Sezione testo:
"Gentile redazione,

ho letto con interesse l’articolo di lunedì 8 aprile sul duplice problema della sanità sarda, ovvero la mancanza di circa 900 specialisti e la difficoltà di accesso alla formazione specialistica per circa 400 medici isolani.

Sono un medico specialista in Oncologia e vorrei raccontarvi la mia esperienza recente con la sanità sarda. Dal 2014 al 2018 ho lavorato per la ASSL di Oristano come Medico Palliativista dedicato alle Cure Domiciliari. Mi sono presa cura di pazienti affetti da tumore nella fase ultima della malattia, occupandomi della terapia del dolore, della nutrizione e di tutto ciò che una fase di vita così delicata richiede.

Sezione dati:
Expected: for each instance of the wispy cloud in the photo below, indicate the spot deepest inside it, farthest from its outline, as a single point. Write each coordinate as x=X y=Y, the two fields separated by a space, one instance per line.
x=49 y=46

Quesiti da risolvere:
**a)** Nella lettera sulla sanità sarda, quale ruolo ha svolto chi scrive per la ASSL di Oristano dal 2014 al 2018?
**b)** Ricopia dalla lettera sulla sanità sarda il passo che va da "ho letto con" a "400 medici isolani.".

Esercizi svolti:
**a)** Medico Palliativista dedicato alle Cure Domiciliari.

**b)**
ho letto con interesse l’articolo di lunedì 8 aprile sul duplice problema della sanità sarda, ovvero la mancanza di circa 900 specialisti e la difficoltà di accesso alla formazione specialistica per circa 400 medici isolani.